> [What the exercise asks]:
All records must be quoted exactly. Omit the pictures.
▼
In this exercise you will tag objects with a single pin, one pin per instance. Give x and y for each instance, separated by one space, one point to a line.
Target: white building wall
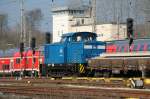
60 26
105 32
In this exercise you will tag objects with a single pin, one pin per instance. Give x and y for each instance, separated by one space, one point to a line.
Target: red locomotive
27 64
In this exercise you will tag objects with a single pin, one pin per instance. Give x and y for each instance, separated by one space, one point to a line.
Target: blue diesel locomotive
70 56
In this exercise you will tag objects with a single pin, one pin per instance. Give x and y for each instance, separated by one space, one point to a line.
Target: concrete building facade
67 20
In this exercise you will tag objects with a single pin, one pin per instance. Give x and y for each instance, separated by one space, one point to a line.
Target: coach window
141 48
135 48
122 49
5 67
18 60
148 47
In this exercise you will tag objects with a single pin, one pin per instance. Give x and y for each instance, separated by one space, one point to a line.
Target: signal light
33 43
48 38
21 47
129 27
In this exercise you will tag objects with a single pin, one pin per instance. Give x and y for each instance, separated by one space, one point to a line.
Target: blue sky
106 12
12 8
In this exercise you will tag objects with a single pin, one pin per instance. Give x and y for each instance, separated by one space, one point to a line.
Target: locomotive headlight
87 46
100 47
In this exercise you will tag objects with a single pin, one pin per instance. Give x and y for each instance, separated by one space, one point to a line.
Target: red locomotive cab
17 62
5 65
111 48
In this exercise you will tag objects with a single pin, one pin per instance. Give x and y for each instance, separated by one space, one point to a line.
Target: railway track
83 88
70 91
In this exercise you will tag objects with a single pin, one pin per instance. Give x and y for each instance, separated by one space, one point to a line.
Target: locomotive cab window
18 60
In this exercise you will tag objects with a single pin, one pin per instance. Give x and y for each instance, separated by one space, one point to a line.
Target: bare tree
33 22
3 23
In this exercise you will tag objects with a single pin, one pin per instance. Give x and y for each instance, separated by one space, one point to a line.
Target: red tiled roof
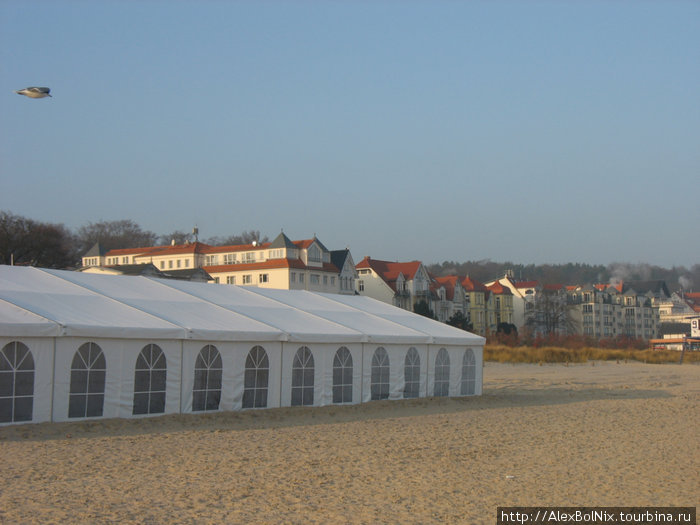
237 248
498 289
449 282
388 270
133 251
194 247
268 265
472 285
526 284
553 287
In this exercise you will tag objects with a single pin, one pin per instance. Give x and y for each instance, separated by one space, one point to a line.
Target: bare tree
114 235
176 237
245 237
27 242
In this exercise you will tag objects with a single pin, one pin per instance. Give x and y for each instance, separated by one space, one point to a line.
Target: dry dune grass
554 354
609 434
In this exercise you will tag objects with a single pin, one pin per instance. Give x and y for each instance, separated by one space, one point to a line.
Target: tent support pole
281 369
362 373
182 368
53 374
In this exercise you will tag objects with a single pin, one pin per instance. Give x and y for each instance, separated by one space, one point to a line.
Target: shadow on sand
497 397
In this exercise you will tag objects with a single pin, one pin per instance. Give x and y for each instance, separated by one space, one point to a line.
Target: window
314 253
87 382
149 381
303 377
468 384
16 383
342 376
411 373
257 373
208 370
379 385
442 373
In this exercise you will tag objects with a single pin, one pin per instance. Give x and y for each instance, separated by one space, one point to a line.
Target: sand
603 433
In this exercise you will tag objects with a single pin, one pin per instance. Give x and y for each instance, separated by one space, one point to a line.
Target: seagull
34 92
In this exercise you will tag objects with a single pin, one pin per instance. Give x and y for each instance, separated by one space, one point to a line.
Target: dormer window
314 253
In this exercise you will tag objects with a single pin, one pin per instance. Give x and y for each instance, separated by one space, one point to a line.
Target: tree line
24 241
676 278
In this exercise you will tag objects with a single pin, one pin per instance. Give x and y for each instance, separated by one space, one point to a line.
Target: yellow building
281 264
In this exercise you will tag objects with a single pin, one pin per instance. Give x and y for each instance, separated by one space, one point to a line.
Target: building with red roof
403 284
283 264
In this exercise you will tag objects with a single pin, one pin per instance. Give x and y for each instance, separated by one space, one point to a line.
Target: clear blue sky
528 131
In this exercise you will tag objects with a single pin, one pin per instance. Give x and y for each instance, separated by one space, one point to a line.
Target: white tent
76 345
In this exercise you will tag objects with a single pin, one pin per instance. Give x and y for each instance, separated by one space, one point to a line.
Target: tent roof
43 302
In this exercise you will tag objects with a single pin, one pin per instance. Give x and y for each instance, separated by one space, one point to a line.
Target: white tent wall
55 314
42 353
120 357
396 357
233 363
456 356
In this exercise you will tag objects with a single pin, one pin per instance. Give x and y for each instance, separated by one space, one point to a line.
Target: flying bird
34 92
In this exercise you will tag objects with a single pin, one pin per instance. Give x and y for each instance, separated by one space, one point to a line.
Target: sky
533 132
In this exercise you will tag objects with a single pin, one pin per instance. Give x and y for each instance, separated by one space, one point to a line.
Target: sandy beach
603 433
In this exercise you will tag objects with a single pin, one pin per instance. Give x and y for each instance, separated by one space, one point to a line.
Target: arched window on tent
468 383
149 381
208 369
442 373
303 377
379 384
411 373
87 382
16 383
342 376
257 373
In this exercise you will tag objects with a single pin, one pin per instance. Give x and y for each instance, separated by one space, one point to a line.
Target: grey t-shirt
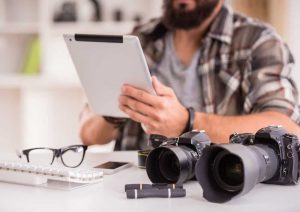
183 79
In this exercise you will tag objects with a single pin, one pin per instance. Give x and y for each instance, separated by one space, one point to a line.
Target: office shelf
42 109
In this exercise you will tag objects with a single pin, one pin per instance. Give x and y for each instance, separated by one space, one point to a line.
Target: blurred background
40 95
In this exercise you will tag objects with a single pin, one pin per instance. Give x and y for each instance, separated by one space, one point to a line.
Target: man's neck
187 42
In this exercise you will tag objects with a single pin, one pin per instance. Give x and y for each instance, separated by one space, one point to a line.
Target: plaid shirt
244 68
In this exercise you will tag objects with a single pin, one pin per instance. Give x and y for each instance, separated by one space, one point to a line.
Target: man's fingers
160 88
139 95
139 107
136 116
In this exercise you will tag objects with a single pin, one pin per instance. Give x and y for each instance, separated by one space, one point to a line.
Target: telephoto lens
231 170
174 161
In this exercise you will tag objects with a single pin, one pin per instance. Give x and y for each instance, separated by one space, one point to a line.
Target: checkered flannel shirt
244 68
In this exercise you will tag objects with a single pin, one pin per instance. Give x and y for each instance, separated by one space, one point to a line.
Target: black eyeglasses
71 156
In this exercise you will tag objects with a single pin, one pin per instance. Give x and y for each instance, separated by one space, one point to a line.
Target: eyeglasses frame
▲
> [Answer section]:
In this exercise you will tag objects with a single pin, one pin per instance. Give x and y for each instance, separated by one space, one point to a line.
Target: white building wall
60 26
105 32
In this exercise you will tag objects with a single pin, one pin per instance. Give x and y for each instance, separated by one space, one point to a line.
Target: red locomotive
27 64
In this exercise you will tag objects with a single pin, one pin per instance. Give x and y for each instance, separated by one space, one point to a line.
Target: blue diesel locomotive
70 56
In this exercise you will tag objects with a single pin, one pin per instance. Give x and y for each instance, separated by one space, one point to a line.
Target: concrete building facade
67 20
In this exercise you will tag objects with a single pin, one pin per instance. Give x and y for each instance, separated by one space, one point to a line.
Target: coach window
141 48
135 48
122 49
5 67
18 60
148 47
In this exercise you will tag objects with a single pin, one pin per instance. Give x and y for each instance, separated by one space, one point to a line.
Target: signal light
33 43
48 38
21 47
129 27
In this exercise you will tag objects with a single pin, one pin per instance. Give x and y for each instance, separated by one space, one point to a line.
Target: blue sky
106 12
12 8
In this exercise you will tag objects with a single pin, one pin per instance. Give x and y for each instance, separated by one space, one point to a line.
Target: locomotive headlight
87 46
100 47
In this exercise you will tag objects with a single pin, one pin per instance. Give x and y for each instance, separated by one space, one point to a line.
Target: red locomotive cab
17 62
5 65
111 48
In this exercise you will tag objects with a single pin, one pin per instance. Give x and y for each instance, separated by one space, one point to a line.
Target: railway track
83 88
70 91
In this exercise you will tag objects with a single pin, one pin per instance. Give x and y for each instance, separated by one space, one point to a line.
Target: locomotive cab window
18 60
In this exercise you will tag objects with a single pin, one pin per instance. Give x and y for each instance, separated by one space, one point to a line.
Target: bare tree
33 22
3 23
In this exercise you will tag objects with a single pin, one pin per instance. Give x and y for each instance, separated by one space, one point to a line.
Target: red tiled roof
237 248
498 289
449 282
388 270
133 251
194 247
268 265
472 285
526 284
553 287
In this exercise you will tag objects with a single pin, one pin per instance. Give x and y for each instance, separated by one space, one point to a line.
Target: bare tree
114 235
176 237
245 237
27 242
In this exercise you will tag objects with a single pin, one pin per instance. Give x and y for each instance, separated by one space, one point to a line.
Target: dry dune grass
554 354
609 434
In this exercise you will tag objects with a single pin, one pin per instance. Give x and y for each instance, separated by one space, one point to a line.
Target: tent support pole
281 369
362 373
182 368
53 374
In this exercise you will tag objects with a single pin, one pin per instance. Give x and y for each instance, separated by one space, one point to a line.
Target: shadow on sand
497 397
In this exercise you will tag objects with a single pin, one pin per instance. Give x and y for each instance, separated by one space, one point to a line.
Target: window
314 253
87 382
149 381
303 377
468 384
16 383
342 376
411 373
257 373
208 370
379 385
442 373
In this exercise you will tag objects with a single pin, one pin per instance. Give x and y for each instance, separated by one space, one point to a line.
Target: sand
603 433
In this exercise you will tag objects with a single pin, one pin per instance. Give x and y for each instance, separated by one space, one point to a line.
Target: seagull
34 92
In this exercise you will tag objects with a single pin, one pin per instance. Give x and y for each instance, separated by one space, one point to a line.
Target: dormer window
314 253
In this exercise you will tag objects with a single pin, one pin per instance. Give x and y for each instance, separated by one space, one point to a line.
Target: tree line
24 241
676 278
In this exercise you will tag objects with a single pin, one pin per instance. Give x and y for each instance, separated by one space, one point to a line.
Target: yellow building
281 264
In this exercise you will tag objects with a single pin, one pin per instance. Give x and y for each instance, separated by one space, one point to a line.
Target: building with red roof
403 284
283 264
In this exercise you will tag objects with a single pin, one pin per instance. Give x and y for each instance, separated by one space, one point to a line.
Target: clear blue sky
528 131
In this exercise you will tag objects with a single pin, one pin per instance. Give x and y for each instance, separated by one space, one point to a line.
Target: white tent
76 345
In this exercise you will tag objects with a single pin, one pin per instance. Give x and y for each instance, separated by one space, one point to a line.
Target: tent roof
43 302
In this exercise you will tag objects with a single pin, one pin per instance. Give x and y for each instance, separated by one space, one point to a line.
Target: white tent wall
55 314
42 353
120 357
396 357
233 363
456 356
In this exercise you will tag objects with a single pin, one pin per instance. Give x and y for each instance, separated by one space, one point to a line.
Target: flying bird
34 92
In this exercise you will tag objects with a single pin, one pin per instance. Give x and y for each instance, separated by one space, one point to a line.
Target: sky
533 132
In this exercise you will tag objects with a single pin, one pin per instance. Give x and y for each instance, separated by one space, one point to a line.
Target: sandy beach
603 433
In this exercise you will tag objects with a single pin, one pin per instance. Give x and y for each instance, separated by one space, one point to a line.
Target: arched window on tent
468 383
149 381
208 369
442 373
303 377
379 384
411 373
87 382
16 383
342 376
257 373
In this exercise you will tag objects with a single pin, one pin per instance. Give x and y for each instance, separated by one space, one point to a line.
Target: grey t-shirt
183 79
In this exercise you will tag objects with a single pin, one pin per instance. Give x and y for each instance, separated by one space, one point to a line.
Target: office shelf
42 109
In this exercise you will tag objects with a single pin, one pin per instance. Give x and y for each instance, separated by one space, one point to a line.
Target: blurred background
40 95
In this exercise you will tag objects with a single pin, one pin per instance. Give x and y for each instance, separated by one space, one point to a line.
Target: man's neck
187 42
In this exercise you will tag objects with a single pin, one pin per instance. Give x and y for each instance, separated by one space, one point to a line.
Target: plaid shirt
244 68
In this exercise you will tag objects with a single pin, one pin per instance. Give x and y for each instance, separated by one space, one point to a line.
Target: man's fingers
160 88
139 95
139 107
136 116
In this exercise you will tag objects with a single pin, one pin per instance. Give x and y for each instance, separated by one space, one point to a line.
Target: telephoto lens
231 170
174 161
In this exercise you will tag objects with a single pin, one pin per instance. Give x and y for each instance, separated by one space, one point to a line.
Target: checkered flannel shirt
244 68
In this exercise you will tag objects with a single pin, one pin per instance. Give x and y for each instance, separated by one space, one point to a line.
Target: black eyeglasses
71 156
In this exercise you will tag objects with a single pin, one pin per instance. Give x and y for each instance, separated by one space, one point to a line.
Target: eyeglasses frame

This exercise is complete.